# [REQUIREMENT]
Your answer must be an exact copy of the lines from the one holding "rough mask: <svg" through the last line of the entries below, with nothing added.

Stored data:
==============================

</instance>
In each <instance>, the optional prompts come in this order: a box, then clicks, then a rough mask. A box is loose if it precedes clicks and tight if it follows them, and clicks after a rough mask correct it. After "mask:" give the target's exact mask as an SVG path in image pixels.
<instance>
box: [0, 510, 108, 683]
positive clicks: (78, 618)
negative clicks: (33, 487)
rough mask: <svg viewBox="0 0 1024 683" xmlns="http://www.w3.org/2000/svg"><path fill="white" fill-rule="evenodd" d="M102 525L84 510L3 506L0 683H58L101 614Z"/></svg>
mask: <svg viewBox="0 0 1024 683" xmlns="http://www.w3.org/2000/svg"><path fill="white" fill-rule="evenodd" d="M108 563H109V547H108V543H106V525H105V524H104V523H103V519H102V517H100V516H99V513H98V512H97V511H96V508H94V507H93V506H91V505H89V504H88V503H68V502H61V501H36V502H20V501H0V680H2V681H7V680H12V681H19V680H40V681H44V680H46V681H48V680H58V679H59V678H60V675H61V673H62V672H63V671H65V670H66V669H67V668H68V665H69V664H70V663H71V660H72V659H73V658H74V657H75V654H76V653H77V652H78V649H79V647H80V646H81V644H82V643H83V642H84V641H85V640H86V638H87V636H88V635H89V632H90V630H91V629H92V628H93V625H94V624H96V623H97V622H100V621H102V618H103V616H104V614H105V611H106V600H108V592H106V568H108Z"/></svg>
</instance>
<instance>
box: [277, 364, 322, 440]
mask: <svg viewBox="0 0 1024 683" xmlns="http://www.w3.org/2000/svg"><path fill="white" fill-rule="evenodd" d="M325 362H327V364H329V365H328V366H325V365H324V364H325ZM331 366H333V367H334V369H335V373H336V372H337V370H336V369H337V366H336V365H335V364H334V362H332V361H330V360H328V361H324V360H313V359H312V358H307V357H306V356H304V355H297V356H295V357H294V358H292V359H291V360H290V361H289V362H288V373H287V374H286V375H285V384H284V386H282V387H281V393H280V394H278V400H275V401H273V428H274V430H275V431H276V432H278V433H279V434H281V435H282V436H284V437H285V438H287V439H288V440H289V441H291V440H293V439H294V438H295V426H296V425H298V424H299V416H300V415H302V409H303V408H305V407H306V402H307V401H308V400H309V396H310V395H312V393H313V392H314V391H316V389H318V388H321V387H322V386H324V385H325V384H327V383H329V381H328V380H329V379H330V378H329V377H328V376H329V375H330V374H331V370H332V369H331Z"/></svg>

==============================

# [TASK OUTPUT]
rough mask: <svg viewBox="0 0 1024 683" xmlns="http://www.w3.org/2000/svg"><path fill="white" fill-rule="evenodd" d="M102 525L84 510L3 506L0 683H58L101 614Z"/></svg>
mask: <svg viewBox="0 0 1024 683" xmlns="http://www.w3.org/2000/svg"><path fill="white" fill-rule="evenodd" d="M108 563H109V547H108V543H106V525H105V524H104V523H103V519H102V517H100V516H99V513H98V512H97V511H96V508H94V507H93V506H91V505H89V504H88V503H68V502H61V501H36V502H20V501H0V680H2V681H7V680H12V681H19V680H40V681H44V680H46V681H48V680H58V679H59V678H60V675H61V673H62V672H63V671H65V670H66V669H67V668H68V665H69V664H70V663H71V660H72V659H73V658H74V657H75V654H76V653H77V652H78V649H79V647H80V646H81V644H82V643H83V642H84V641H85V640H86V638H87V636H88V635H89V632H90V630H91V629H92V628H93V625H94V624H96V623H97V622H100V621H102V618H103V616H104V614H105V611H106V600H108V592H106V568H108Z"/></svg>
</instance>
<instance>
box: [277, 364, 322, 440]
mask: <svg viewBox="0 0 1024 683" xmlns="http://www.w3.org/2000/svg"><path fill="white" fill-rule="evenodd" d="M325 362H327V364H329V365H328V366H325V365H324V364H325ZM331 366H333V367H334V369H335V373H336V372H337V370H336V369H337V366H336V365H335V364H334V362H332V361H330V360H328V361H324V360H313V359H312V358H307V357H306V356H304V355H297V356H295V357H294V358H292V359H291V360H290V361H289V362H288V373H287V374H286V375H285V384H284V386H282V387H281V393H280V394H278V400H275V401H273V428H274V430H275V431H276V432H278V433H279V434H281V435H282V436H284V437H285V438H287V439H288V440H289V441H291V440H293V439H294V438H295V426H296V425H298V424H299V416H300V415H302V409H303V408H305V407H306V402H307V401H308V400H309V396H310V395H312V393H313V392H314V391H316V389H318V388H321V387H322V386H324V385H325V384H327V383H329V381H328V380H329V379H330V378H329V377H328V376H329V375H330V374H331V370H332V369H331Z"/></svg>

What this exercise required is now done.